§ **EXERCISE DETAILS**
Print the records below exactly as they appear.

_ _ _ _ _

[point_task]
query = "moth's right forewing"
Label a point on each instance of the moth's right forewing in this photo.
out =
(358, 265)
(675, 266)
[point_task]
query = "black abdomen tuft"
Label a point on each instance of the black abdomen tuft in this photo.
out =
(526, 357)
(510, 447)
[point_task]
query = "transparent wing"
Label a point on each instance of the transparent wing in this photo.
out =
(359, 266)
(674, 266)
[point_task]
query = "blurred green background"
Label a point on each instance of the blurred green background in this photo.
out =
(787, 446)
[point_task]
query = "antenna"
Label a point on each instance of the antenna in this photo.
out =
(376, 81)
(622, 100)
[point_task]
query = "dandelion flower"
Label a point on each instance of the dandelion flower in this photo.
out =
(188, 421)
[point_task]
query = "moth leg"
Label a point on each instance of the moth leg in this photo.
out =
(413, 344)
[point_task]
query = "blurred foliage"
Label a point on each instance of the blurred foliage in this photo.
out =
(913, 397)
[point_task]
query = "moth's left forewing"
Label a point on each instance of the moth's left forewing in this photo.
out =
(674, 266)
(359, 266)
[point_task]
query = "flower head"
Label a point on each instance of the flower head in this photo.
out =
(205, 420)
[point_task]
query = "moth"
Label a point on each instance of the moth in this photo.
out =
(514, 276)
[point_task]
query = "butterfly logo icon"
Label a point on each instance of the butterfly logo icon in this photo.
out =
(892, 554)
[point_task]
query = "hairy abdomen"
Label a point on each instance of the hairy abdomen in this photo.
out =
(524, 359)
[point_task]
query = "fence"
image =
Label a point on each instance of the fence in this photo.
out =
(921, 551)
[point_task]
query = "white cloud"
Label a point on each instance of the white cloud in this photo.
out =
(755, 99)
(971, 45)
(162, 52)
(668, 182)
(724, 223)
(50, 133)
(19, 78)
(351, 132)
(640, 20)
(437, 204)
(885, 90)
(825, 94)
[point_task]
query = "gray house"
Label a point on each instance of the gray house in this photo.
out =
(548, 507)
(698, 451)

_ _ _ _ _

§ **RESULT**
[point_task]
query = "moth's right forewing"
Label a point on each instance of the moth's right forewing in this photo.
out =
(358, 265)
(675, 266)
[point_task]
query = "black abdomen tuft"
Label a point on each instance of the black abdomen tuft in this photo.
out =
(526, 357)
(510, 447)
[point_task]
query = "transparent wing"
Label a point on each instance of the transparent wing in this photo.
out =
(359, 266)
(674, 266)
[point_task]
query = "blurred green background"
Label a point on each instance of the blurred green background in this photo.
out =
(787, 446)
[point_task]
query = "antenna"
Label a point on each instance of the antenna in this photo.
out =
(376, 81)
(622, 100)
[point_task]
query = "dandelion flower"
Label a point on each instance of the dandelion flower in this photo.
out =
(188, 421)
[point_task]
query = "moth leg"
Label a point on each instance of the moth leg in this photo.
out =
(413, 344)
[point_task]
query = "blurred foliage"
Label a point on each instance of the blurred foliage in this photo.
out =
(913, 397)
[point_task]
query = "moth's left forewing"
Label a point on each instance of the moth's left forewing in this photo.
out =
(674, 266)
(359, 266)
[point_task]
query = "flower head"
Label a point on each instance of the flower head in this photo.
out =
(205, 420)
[point_task]
query = "moth"
Label a point on each instance of the moth in this photo.
out =
(514, 276)
[point_task]
query = "butterfly logo icon"
Label a point on each instance of the butterfly logo icon in this photo.
out =
(892, 554)
[point_task]
query = "hairy abdomen"
Label a point on each instance of the hairy abdomen in this photo.
out =
(524, 359)
[point_task]
query = "fence"
image =
Label a point on each instance of the fence in this photo.
out =
(921, 551)
[point_task]
query = "white cloud"
Label a point on each instance of the white cloud in this photo.
out =
(755, 99)
(971, 45)
(162, 52)
(668, 182)
(724, 223)
(50, 133)
(19, 78)
(351, 132)
(640, 20)
(437, 204)
(885, 90)
(825, 94)
[point_task]
query = "gray house"
Label a point on each instance of the gray house in this photo.
out =
(548, 507)
(698, 451)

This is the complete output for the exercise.